* Text excerpt:
On Thursday, Justice Minallah reiterated that an accused is presumed innocent till the time the offence he is charged with is proven against him. “You [NAB] should do good prosecution to get the accused persons awarded maximum imprisonment.”

A bench led by the chief justice was hearing the bail pleas filed by the Adiala Jail Rawalpindi Superintendent for release of inmates, put in the facility because of the NAB cases, in view of the danger of spread of COVID-19 pandemic in the facility. The NAB opposed the requests tooth and nail despite the humanitarian issue but the IHC ordered release of 24 accused.

Justice Minallah remarked that courts can’t be closed even in worst situations so that people’s fundamental rights are not affected. “Even today, Pakistan stands at number 120 at the index of the fundamental rights situation. If the NAB is determined to oppose the bails, then the court would let the detainees remain in jail where the NAB’s investigation officers should probe them. Why does the NAB want to keep the under trials in prison. Who will be responsible if the pandemic spreads among the inmates? Do you know how many prisoners have been lodged in a jail barrack? We have to take extraordinary decisions in extraordinary situation.”

Hundreds of prisoners locked in the Adiala Jail, accused of minor offences, have so far been released on the order of the IHC chief justice. This has been mainly done to avoid the inmates from being hit by the Coronavirus.

(Saved data entries)
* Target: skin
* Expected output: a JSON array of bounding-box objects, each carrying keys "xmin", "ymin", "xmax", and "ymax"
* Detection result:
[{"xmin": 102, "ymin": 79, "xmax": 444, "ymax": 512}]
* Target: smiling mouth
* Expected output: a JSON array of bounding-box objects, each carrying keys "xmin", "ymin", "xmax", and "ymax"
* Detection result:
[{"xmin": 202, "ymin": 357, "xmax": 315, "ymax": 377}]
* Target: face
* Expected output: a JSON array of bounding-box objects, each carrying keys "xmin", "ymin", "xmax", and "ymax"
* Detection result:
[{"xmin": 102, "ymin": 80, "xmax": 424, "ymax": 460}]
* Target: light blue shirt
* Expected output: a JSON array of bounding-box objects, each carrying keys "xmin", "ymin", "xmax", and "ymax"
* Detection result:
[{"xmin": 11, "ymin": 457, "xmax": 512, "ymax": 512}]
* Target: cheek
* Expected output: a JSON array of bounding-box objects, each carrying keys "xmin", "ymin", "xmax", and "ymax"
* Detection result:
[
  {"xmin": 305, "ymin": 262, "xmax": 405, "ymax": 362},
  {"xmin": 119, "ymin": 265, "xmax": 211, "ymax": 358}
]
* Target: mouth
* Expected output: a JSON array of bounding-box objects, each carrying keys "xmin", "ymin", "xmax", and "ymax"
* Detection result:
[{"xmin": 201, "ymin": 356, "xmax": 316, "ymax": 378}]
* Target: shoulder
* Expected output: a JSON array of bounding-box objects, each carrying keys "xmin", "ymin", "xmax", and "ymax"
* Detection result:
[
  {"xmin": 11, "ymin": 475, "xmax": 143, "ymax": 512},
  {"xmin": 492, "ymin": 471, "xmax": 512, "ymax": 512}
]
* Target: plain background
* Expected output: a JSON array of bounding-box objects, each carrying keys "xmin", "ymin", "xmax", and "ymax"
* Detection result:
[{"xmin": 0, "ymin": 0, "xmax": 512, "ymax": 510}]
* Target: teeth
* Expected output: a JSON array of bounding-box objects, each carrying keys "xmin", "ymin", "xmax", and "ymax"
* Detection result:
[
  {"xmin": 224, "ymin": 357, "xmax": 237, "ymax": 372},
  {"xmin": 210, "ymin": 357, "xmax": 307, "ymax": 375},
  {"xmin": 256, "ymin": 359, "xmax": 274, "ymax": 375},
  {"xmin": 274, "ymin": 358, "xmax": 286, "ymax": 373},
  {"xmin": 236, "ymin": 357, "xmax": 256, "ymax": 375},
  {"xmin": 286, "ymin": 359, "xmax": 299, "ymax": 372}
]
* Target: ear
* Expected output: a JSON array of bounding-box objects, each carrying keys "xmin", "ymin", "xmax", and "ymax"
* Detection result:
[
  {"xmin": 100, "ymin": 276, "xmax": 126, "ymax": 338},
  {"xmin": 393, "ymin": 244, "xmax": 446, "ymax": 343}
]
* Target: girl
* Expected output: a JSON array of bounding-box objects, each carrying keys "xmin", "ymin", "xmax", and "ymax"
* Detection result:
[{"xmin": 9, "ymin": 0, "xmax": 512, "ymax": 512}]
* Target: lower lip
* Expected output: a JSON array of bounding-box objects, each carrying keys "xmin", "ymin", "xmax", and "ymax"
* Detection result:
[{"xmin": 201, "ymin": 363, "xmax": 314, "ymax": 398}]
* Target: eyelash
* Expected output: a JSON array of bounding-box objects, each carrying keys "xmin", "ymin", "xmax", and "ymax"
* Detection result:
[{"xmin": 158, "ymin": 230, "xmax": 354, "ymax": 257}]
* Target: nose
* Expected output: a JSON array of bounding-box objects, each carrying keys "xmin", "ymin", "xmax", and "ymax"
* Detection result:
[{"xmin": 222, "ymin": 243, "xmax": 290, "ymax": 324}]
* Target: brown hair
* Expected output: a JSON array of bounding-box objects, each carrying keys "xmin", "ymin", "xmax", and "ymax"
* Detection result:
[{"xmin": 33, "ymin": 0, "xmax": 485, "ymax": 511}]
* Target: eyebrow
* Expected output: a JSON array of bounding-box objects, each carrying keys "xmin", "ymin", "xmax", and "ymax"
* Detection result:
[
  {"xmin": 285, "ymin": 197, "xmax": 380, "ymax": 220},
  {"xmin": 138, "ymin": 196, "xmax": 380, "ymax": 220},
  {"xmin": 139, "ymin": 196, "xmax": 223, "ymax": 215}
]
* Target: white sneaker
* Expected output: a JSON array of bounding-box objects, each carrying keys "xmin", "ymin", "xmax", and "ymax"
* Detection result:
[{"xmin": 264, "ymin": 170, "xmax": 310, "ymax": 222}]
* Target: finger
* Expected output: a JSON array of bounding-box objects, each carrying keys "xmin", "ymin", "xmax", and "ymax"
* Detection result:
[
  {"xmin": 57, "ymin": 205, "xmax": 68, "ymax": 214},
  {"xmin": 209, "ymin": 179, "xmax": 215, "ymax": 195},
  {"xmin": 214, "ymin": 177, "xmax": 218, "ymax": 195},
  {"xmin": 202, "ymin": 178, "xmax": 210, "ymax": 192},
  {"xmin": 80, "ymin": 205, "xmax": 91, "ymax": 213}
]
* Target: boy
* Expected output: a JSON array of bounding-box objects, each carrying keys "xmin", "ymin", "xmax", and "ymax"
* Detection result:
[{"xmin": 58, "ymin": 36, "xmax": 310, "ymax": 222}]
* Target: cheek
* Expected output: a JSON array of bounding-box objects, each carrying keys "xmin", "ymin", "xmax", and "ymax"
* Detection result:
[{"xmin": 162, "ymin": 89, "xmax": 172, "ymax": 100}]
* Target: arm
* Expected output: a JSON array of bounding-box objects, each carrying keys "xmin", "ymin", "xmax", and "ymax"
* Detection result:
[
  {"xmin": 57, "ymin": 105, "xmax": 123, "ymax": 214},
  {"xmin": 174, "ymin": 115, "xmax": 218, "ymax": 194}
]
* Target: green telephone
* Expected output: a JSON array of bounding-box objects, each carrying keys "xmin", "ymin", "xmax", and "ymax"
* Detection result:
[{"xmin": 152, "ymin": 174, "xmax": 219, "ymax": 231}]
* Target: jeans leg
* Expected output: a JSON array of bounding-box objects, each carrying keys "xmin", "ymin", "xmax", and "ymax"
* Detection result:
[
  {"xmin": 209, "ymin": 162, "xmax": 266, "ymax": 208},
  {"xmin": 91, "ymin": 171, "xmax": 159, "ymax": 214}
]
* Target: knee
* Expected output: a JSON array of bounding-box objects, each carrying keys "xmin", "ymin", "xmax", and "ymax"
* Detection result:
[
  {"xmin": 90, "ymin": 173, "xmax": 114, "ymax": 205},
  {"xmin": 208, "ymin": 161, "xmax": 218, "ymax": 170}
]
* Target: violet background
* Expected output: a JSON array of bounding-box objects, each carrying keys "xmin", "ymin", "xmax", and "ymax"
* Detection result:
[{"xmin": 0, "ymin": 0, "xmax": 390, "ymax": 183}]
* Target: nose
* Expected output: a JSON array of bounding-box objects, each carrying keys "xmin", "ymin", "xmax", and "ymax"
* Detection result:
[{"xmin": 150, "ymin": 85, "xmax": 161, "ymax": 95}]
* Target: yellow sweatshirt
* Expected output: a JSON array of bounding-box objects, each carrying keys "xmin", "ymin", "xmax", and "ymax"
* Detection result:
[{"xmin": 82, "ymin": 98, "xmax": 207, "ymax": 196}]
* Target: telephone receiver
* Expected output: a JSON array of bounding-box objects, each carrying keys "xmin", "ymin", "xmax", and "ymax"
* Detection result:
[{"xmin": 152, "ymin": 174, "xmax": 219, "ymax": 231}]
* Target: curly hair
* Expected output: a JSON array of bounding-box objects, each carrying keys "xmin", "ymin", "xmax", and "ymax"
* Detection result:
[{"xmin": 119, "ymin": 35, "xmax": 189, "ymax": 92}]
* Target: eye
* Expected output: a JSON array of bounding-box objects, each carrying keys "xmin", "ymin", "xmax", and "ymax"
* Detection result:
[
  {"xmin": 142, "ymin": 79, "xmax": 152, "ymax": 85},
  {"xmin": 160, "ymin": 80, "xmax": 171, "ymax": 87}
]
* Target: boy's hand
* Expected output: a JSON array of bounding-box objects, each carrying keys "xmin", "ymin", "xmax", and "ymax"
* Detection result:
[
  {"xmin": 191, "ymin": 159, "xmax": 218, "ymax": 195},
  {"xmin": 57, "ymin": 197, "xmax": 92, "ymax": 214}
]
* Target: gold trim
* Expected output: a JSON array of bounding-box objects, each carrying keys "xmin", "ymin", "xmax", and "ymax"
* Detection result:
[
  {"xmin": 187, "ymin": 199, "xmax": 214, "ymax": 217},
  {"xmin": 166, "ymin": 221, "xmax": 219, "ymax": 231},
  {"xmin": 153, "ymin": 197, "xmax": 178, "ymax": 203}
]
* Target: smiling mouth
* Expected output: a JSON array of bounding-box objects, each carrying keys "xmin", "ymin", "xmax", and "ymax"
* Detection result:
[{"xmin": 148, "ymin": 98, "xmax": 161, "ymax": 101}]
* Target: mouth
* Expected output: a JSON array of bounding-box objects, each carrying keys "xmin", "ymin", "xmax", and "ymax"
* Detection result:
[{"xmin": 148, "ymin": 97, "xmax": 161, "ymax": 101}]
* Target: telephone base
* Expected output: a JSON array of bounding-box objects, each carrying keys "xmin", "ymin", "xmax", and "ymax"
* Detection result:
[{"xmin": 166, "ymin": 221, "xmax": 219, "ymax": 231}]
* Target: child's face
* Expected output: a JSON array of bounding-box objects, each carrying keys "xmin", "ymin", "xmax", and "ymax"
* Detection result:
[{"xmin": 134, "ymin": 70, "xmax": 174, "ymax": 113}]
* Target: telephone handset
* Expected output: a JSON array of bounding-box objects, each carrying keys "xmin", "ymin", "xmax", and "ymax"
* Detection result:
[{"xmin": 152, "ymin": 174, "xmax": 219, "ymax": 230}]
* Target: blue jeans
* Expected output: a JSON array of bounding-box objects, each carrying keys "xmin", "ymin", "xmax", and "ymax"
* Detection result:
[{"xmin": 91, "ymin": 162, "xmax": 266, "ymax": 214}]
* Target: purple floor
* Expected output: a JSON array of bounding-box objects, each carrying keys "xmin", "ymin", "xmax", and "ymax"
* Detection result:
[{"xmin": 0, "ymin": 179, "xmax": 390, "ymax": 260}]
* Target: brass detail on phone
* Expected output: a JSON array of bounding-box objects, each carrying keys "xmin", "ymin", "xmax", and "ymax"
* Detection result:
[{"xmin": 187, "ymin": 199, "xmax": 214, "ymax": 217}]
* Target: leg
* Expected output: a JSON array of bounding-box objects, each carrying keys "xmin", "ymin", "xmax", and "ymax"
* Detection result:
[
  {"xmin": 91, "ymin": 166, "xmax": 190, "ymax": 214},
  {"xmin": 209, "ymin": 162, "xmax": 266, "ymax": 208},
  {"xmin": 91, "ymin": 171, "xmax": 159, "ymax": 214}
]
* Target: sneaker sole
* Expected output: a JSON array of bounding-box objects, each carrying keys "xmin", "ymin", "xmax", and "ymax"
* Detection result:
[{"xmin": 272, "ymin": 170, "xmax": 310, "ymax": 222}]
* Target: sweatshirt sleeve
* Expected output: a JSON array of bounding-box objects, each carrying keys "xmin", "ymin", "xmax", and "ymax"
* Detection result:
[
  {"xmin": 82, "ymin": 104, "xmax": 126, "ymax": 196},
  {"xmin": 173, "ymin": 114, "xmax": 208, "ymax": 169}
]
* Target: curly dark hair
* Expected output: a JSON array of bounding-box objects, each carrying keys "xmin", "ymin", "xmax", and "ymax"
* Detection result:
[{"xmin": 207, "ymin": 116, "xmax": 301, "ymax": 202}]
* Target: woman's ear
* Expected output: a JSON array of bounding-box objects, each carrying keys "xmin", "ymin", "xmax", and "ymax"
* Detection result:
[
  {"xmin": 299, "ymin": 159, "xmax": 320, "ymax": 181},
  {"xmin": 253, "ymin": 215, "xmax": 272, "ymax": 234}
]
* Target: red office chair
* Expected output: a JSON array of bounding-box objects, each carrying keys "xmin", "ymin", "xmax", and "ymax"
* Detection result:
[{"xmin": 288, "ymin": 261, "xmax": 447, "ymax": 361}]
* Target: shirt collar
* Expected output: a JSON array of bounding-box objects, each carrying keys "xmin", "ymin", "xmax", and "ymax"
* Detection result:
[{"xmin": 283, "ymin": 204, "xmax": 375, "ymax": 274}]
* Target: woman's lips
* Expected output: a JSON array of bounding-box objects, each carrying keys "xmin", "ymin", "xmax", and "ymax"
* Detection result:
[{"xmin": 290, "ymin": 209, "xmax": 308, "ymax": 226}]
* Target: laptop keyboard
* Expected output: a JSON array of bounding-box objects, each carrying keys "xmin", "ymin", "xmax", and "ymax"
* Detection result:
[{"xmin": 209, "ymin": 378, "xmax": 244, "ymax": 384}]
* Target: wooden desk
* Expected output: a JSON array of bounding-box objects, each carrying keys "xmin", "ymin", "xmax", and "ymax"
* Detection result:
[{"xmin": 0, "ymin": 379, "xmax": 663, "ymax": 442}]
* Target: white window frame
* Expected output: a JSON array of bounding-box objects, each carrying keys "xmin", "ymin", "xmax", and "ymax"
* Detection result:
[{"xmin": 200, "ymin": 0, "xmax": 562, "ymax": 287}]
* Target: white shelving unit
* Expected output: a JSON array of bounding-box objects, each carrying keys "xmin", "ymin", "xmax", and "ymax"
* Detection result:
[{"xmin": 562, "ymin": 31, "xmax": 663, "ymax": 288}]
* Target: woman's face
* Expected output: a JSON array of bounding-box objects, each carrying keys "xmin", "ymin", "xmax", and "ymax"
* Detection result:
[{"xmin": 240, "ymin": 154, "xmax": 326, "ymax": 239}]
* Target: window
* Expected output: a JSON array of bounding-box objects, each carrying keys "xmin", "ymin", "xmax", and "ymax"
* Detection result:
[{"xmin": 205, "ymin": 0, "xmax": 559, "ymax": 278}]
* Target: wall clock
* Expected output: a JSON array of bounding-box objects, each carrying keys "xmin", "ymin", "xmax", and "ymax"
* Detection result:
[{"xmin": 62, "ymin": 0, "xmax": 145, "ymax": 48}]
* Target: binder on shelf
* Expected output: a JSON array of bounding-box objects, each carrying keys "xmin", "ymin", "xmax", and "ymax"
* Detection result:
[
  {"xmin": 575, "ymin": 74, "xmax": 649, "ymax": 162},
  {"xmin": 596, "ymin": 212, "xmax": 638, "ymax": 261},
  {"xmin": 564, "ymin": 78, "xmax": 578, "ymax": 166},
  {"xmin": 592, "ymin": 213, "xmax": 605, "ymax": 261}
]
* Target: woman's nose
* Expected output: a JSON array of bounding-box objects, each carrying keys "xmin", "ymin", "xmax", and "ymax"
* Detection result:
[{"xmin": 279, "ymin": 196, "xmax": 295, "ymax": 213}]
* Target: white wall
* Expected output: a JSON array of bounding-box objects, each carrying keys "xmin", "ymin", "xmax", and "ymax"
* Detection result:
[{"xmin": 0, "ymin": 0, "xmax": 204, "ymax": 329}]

* Tasks to complete:
a. Answer these questions using the report on the bail hearing:
(i) Who filed the bail pleas for the inmates?
(ii) How many accused did the IHC order released?
(iii) According to Justice Minallah, at what number does Pakistan stand on the fundamental rights index?
b. Decide whether each statement agrees with the report on the bail hearing, and quote the words that settle it:
(i) The NAB supported the bail requests.
(ii) Justice Minallah said courts cannot be closed even in the worst situations.
(iii) The prisoners released from the Adiala Jail were accused of serious offences.
c. Extend the report on the bail hearing by several sentences, starting after its final sentence.
The saved data entries are separate material that has nothing to do with the report on the bail hearing.

* Answers per task:
a.
(i) The Adiala Jail Rawalpindi Superintendent.
(ii) 24.
(iii) Number 120.

b.
(i) No: "The NAB opposed the requests tooth and nail"
(ii) Yes: "courts can’t be closed even in worst situations"
(iii) No: "accused of minor offences"

c.
The March 7 ruling authored by Justice Minallah held that the executive power of the NAB to arrest a person under the NAO cannot be exercised unnecessarily or for conducting roving inquiries.

If an accused is cooperating in the inquiry or investigation and appropriate measures have been taken to ensure his attendance, then in such an eventuality restriction on constitutional fundamental rights would be an abuse of the executive power, it said.

The judgment said the power to arrest under the NAO is not absolute, unfettered and its exercise is subject to the principles and law highlighted in the instant order. Rights that could be affected by arresting an accused under the NAO include: the right to be presumed innocent; the right to be treated in accordance with Article 14 by recognizing inviolability of dignity; the right to liberty and freedom of movement; and the right not to be treated differently.

It said in the absence of lawful authority, to justify intrusions into constitutionally guaranteed rights, the detention or incarceration would become ‘false imprisonment’, which has evolved in the law of Tort for the protection of liberty and against abuse of executive power. It is thus an obligation of the person directing the arrest to discharge the onus by demonstrably justifying that there were no other less restrictive means for the purposes of conducting effective inquiry or investigation.

The verdict said deprivation of liberty must be exercised as an exceptional option for the purposes of inquiry or investigation in relation to white collar crimes. The NAB chairman and the investigators are vested with expansive powers under the NAO, without any oversight by an independent body. The nature and expansiveness of executive powers vested in individuals inevitably raises the threshold of judicial review because constitutionally guaranteed rights are at stake. Incompetence, lack of professional expertise and proper training to deal with white collar crime, besides jeopardising constitutional rights, can have deleterious consequences for the governance system and cause harm to the economy. This makes it an even more onerous task for the NAB chairman and investigators to take extraordinary care while exercising executive powers, particularly that of arresting a person who is presumed to be innocent at the inquiry or investigation stage.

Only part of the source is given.